> **Problem requirements**
Set every line of the data down again exactly, and keep the pictures out.

··· Records supplied

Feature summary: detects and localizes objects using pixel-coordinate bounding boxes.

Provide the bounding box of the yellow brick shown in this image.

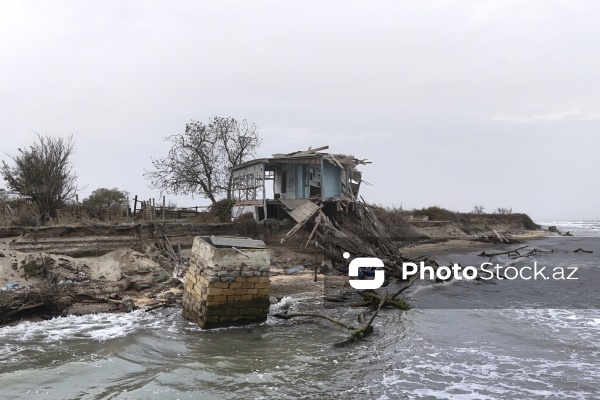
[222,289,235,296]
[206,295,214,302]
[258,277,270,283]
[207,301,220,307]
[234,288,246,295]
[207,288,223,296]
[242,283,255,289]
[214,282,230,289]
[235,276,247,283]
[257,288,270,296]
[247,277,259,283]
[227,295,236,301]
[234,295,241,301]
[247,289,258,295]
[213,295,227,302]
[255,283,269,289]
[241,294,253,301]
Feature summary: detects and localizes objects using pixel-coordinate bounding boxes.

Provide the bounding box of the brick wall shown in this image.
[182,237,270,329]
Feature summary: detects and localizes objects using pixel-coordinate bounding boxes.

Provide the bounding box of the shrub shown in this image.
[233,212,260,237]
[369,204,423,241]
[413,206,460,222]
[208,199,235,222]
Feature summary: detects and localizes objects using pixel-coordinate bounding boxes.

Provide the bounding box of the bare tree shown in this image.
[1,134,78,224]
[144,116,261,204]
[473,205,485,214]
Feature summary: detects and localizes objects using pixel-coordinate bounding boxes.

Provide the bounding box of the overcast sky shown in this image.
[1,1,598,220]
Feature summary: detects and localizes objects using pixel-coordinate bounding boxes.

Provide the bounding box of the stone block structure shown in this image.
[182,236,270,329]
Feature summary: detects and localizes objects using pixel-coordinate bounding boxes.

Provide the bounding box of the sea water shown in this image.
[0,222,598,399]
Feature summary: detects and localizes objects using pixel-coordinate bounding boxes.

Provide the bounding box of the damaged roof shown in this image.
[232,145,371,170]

······

> **Answer box**
Feature summary: detects and localizes objects using pixel-coordinate bounding boxes.

Provide the bounding box of the yellow brick shown in this image.

[222,289,235,296]
[206,295,214,302]
[258,277,270,283]
[207,301,220,307]
[234,288,246,295]
[207,288,223,296]
[242,283,255,289]
[214,282,230,289]
[235,276,247,283]
[257,288,270,296]
[247,277,259,283]
[227,295,236,301]
[234,295,241,301]
[247,289,258,295]
[213,295,227,302]
[255,283,269,289]
[241,294,253,301]
Feature summary: detects and localizes objects using pixel-coordinate bounding boxes.

Provide the bounding box of the brick wall shown in this image.
[182,237,270,329]
Feature summary: detects and localizes objects using pixel-coordinate bounding boxes.

Provide the bounding box of the shrub shown in this image.
[233,212,260,237]
[369,204,423,241]
[413,206,460,222]
[208,199,235,222]
Feature summary: detects and localizes objects using pixel-coordinate bounding boxes.

Provide the bounding box of the bare tree shown in this image.
[1,134,78,224]
[144,116,261,204]
[473,205,485,214]
Feature summary: detects and localizes objects using pixel-coordinate bounding boxes.

Provide the bounding box of the overcast sky shown in this image.
[1,1,598,220]
Feature summary: detects and localizes objects using pixel-coordinate bounding boxes.

Provide the bounding box of the stone block structure shown in this image.
[182,236,270,329]
Feature summary: detects and localizes objects using pixel-coordinate bounding boxes.

Provide the bounding box of the sea water shown in this image.
[0,222,598,399]
Feature summary: detects and localizes objects using pixel-coordinate bounding boxes.

Provide the bounding box of the damaged roof shown in this image.
[232,145,371,170]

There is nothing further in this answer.